◆ **Assignment**
What you return should match the data below exactly, line for line.

Phrase grounding data
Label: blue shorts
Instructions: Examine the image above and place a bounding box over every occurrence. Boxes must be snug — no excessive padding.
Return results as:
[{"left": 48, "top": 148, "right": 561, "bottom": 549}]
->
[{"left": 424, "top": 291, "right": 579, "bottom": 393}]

◆ **Solution to this exercise**
Label: blue shorts
Instructions: Examine the image above and place a bounding box over every occurrence. Boxes must be snug — no excessive padding.
Return results as:
[{"left": 48, "top": 148, "right": 561, "bottom": 549}]
->
[{"left": 424, "top": 291, "right": 579, "bottom": 393}]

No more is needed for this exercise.